▶ Set exercise: Please render the data below as a numbered list, leaving out any blank lines.

▶ Input for this task:
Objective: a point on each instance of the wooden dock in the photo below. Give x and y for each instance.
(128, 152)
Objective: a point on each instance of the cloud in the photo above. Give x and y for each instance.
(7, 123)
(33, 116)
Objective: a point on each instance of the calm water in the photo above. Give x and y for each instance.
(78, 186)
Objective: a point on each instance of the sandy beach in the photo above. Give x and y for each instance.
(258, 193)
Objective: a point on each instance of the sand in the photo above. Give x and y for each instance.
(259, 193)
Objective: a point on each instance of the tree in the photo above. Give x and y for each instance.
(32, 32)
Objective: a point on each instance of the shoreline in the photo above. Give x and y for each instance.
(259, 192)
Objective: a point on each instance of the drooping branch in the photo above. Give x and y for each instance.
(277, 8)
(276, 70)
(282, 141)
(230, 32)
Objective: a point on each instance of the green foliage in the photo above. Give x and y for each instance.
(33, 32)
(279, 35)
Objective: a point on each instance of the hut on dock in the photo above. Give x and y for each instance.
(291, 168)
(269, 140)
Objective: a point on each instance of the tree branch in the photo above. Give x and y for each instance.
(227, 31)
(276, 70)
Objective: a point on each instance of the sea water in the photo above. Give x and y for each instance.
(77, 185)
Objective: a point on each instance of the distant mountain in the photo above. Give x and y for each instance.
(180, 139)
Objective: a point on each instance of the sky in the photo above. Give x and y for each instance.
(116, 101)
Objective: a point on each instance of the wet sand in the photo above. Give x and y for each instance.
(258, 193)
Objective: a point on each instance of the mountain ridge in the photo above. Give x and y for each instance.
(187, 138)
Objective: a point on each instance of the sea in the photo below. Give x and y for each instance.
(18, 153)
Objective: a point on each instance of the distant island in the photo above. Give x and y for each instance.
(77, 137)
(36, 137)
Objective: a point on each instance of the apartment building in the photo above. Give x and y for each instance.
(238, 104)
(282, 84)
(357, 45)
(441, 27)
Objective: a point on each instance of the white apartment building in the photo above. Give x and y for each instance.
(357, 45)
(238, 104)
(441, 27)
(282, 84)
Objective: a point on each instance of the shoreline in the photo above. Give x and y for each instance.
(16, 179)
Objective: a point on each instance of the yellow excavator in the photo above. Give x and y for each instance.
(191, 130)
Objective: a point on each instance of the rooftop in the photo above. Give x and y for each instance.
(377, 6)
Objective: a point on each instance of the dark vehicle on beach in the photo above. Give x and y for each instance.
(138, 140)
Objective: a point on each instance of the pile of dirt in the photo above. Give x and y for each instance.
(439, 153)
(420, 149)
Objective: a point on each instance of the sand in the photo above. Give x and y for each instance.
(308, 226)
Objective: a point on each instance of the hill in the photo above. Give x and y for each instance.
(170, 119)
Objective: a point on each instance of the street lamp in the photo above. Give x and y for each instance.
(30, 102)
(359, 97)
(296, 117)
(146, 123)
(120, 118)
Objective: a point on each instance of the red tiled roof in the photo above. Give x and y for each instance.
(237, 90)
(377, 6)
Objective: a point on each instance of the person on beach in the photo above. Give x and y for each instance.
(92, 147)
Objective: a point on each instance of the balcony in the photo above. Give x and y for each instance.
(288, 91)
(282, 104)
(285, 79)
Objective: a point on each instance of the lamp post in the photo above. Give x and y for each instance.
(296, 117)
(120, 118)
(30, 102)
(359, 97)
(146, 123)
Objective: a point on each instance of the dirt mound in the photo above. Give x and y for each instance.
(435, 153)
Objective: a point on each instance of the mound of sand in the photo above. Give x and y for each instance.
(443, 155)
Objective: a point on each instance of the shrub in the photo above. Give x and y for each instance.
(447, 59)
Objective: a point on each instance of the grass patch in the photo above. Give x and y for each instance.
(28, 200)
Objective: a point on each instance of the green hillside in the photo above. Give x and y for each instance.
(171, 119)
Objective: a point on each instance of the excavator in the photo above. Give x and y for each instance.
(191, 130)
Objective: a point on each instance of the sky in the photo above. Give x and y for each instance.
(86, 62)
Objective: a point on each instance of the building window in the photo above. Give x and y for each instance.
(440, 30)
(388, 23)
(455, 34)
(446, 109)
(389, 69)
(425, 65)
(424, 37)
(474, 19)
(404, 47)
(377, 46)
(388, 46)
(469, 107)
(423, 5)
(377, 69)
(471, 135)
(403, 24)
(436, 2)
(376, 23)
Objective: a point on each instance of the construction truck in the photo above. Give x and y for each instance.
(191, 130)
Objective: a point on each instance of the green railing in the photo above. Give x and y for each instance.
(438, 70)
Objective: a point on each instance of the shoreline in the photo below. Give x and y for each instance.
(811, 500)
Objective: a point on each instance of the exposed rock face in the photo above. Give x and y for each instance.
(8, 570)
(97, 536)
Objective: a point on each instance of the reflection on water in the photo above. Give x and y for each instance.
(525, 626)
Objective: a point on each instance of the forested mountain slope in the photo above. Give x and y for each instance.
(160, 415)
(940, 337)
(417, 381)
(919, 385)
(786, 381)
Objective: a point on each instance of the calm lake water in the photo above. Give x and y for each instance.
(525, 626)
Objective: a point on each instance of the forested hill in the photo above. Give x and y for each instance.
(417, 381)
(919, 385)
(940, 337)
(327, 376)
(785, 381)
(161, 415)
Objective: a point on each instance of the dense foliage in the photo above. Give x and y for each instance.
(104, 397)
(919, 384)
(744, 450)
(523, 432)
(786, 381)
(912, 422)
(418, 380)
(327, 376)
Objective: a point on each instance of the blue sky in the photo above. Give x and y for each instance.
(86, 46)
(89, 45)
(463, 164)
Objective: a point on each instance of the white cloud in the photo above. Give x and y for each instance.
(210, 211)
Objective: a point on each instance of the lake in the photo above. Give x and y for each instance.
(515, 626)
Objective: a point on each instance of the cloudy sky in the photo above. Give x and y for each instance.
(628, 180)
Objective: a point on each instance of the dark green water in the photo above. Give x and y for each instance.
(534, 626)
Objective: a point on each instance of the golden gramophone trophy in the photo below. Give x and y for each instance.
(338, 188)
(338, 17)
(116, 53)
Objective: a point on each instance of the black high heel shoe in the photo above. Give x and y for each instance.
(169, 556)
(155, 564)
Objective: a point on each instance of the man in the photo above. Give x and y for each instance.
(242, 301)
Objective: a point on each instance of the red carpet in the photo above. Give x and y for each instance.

▶ Answer to this task:
1. Objective: a point on each instance of the wooden dock in the photo below. Give x and y for each instance.
2. (128, 152)
3. Objective: a point on each instance of the cloud in the photo above. Give x and y for each instance.
4. (7, 123)
5. (33, 116)
6. Objective: a point on each instance of the calm water in the photo above. Give x and y for each instance.
7. (78, 186)
8. Objective: a point on each instance of the sandy beach in the photo above. Give x and y for each instance.
9. (258, 193)
10. Objective: a point on each instance of the sand in the photo above. Give x and y for each instance.
11. (259, 193)
12. Objective: a point on each instance of the tree in the photo above. Give x and y for each instance.
13. (32, 32)
14. Objective: a point on each instance of the shoreline in the photo above. Give x and y for each instance.
15. (259, 192)
16. Objective: a point on each instance of the drooping branch in the photo above. Give x and y for each instance.
17. (277, 8)
18. (276, 70)
19. (282, 141)
20. (230, 32)
21. Objective: a point on each instance of the green foliage in the photo above. Give x and y for each instance.
22. (33, 32)
23. (279, 35)
24. Objective: a point on each instance of the hut on dock in the photo above. Give x and y for each instance.
25. (291, 168)
26. (269, 140)
27. Objective: a point on each instance of the tree branch in the photo above. Give x and y for each instance.
28. (227, 31)
29. (276, 70)
30. Objective: a point on each instance of the sea water in the photo above. Give x and y for each instance.
31. (77, 185)
32. Objective: a point on each instance of the distant mountain in the photo above. Give x and y for each instance.
33. (180, 139)
34. Objective: a point on each instance of the sky in the photo above. Give x and y for each instance.
35. (116, 101)
36. Objective: a point on each instance of the wet sand in the photo above. Give x and y for each instance.
37. (258, 193)
38. Objective: a point on each instance of the mountain ridge in the photo above. Give x and y for each instance.
39. (187, 138)
40. Objective: a point on each instance of the sea in the photo below. Give x and y for each instance.
41. (18, 153)
42. Objective: a point on each instance of the distant island in the photo above. Give x and y for each instance.
43. (77, 137)
44. (36, 137)
45. Objective: a point on each instance of the apartment building in the photo above. Give x and y for each instance.
46. (238, 104)
47. (282, 84)
48. (357, 45)
49. (441, 27)
50. Objective: a point on each instance of the white apartment building in the photo above. Give x and y for each instance.
51. (357, 45)
52. (238, 104)
53. (441, 27)
54. (282, 84)
55. Objective: a point on each instance of the shoreline in the photo above. Give x and y for each instance.
56. (16, 179)
57. Objective: a point on each instance of the yellow excavator in the photo above. Give x and y for each instance.
58. (191, 130)
59. Objective: a point on each instance of the rooftop in the photo above. Give x and y for each instance.
60. (377, 6)
61. Objective: a point on each instance of the dark vehicle on beach in the photo above. Give x and y for each instance.
62. (138, 140)
63. Objective: a point on each instance of the pile of dirt in the photo above. Give x and y for each instance.
64. (439, 153)
65. (420, 149)
66. Objective: a point on each instance of the sand in the photo above. Give x and y for each instance.
67. (308, 226)
68. Objective: a point on each instance of the hill in the photo above. Give x and y for each instance.
69. (170, 119)
70. Objective: a point on each instance of the street lamp in the photo above. Give x and y for each instance.
71. (30, 102)
72. (359, 97)
73. (296, 117)
74. (146, 123)
75. (120, 118)
76. Objective: a point on each instance of the red tiled roof in the photo above. Give x and y for each instance.
77. (237, 90)
78. (377, 6)
79. Objective: a point on each instance of the person on beach in the photo above. Give x and y for each instance.
80. (92, 147)
81. Objective: a point on each instance of the balcony in the photo above. Give x and y for each instance.
82. (288, 91)
83. (282, 104)
84. (285, 79)
85. Objective: a point on each instance of the lamp post in the photo above. Give x and y for each instance.
86. (296, 117)
87. (120, 118)
88. (30, 102)
89. (359, 97)
90. (146, 123)
91. Objective: a point on each instance of the dirt mound in the photo above. Give x and y for each instance.
92. (435, 153)
93. Objective: a point on each instance of the mound of sand in the photo above. Give x and y for each instance.
94. (443, 155)
95. Objective: a point on each instance of the shrub in the photo above. Give x and y for each instance.
96. (447, 59)
97. Objective: a point on each instance of the grass patch in the photo above. Give x and y for each instance.
98. (28, 200)
99. Objective: a point on each instance of the green hillside in the photo above. Give x and y for each instance.
100. (171, 119)
101. Objective: a point on each instance of the excavator in the photo above. Give x and y for each instance.
102. (191, 130)
103. Objective: a point on each instance of the sky in the photo above. Give x and y for each instance.
104. (86, 62)
105. Objective: a point on each instance of the building window in the photo above. Give x and y for each instance.
106. (440, 30)
107. (388, 23)
108. (455, 34)
109. (446, 109)
110. (389, 69)
111. (425, 65)
112. (424, 37)
113. (474, 19)
114. (404, 47)
115. (377, 46)
116. (388, 46)
117. (469, 107)
118. (423, 5)
119. (377, 69)
120. (471, 135)
121. (403, 24)
122. (436, 2)
123. (376, 23)
124. Objective: a point on each instance of the construction truck in the photo above. Give x and y for each instance.
125. (191, 130)
126. Objective: a point on each instance of the green railing in the photo above. Give x and y for each instance.
127. (438, 70)
128. Objective: a point on each instance of the shoreline in the photo below. Give x and y for each instance.
129. (811, 500)
130. Objective: a point on each instance of the exposed rock face in the photo above. Give x and y for each instance.
131. (8, 570)
132. (97, 536)
133. Objective: a point on each instance of the reflection on water in the photo above. Give x and y for each instance.
134. (525, 626)
135. Objective: a point on each instance of the forested mountain slope in the photo above. Give x and y for each instance.
136. (160, 415)
137. (940, 337)
138. (417, 381)
139. (919, 385)
140. (786, 381)
141. Objective: a point on each instance of the calm lake water in the photo above. Give x and y for each instance.
142. (525, 626)
143. Objective: a point on each instance of the forested hill in the photo above. Give x and y for each instance.
144. (417, 381)
145. (919, 385)
146. (940, 337)
147. (327, 376)
148. (785, 381)
149. (161, 415)
150. Objective: a point on each instance of the dense foliage in the photo above. Give x and y for each instance.
151. (104, 397)
152. (919, 384)
153. (744, 450)
154. (523, 432)
155. (786, 381)
156. (912, 422)
157. (418, 380)
158. (327, 376)
159. Objective: a point on each instance of the blue sky in the photo above. Give x and y for each instance.
160. (86, 46)
161. (89, 45)
162. (463, 164)
163. Objective: a point on each instance of the white cloud in the photo above. Give x and y for each instance.
164. (210, 211)
165. Objective: a point on each instance of the lake in the photo above. Give x and y for each instance.
166. (515, 626)
167. Objective: a point on each instance of the cloudy sky in the photo above. Give x and y for each instance.
168. (628, 180)
169. Objective: a point on each instance of the dark green water in the photo above. Give x and y for each instance.
170. (534, 626)
171. Objective: a point on each instance of the golden gramophone trophy in the photo below. Give x and y for each instance.
172. (338, 188)
173. (338, 17)
174. (116, 53)
175. Objective: a point on each instance of the black high heel shoe in the photo above. Give x and y for each instance.
176. (169, 556)
177. (155, 564)
178. Objective: a point on each instance of the man in the photo above. Give x and y for each instance.
179. (242, 301)
180. Objective: a point on each instance of the red carpet in the photo above. Give x and y for each instance.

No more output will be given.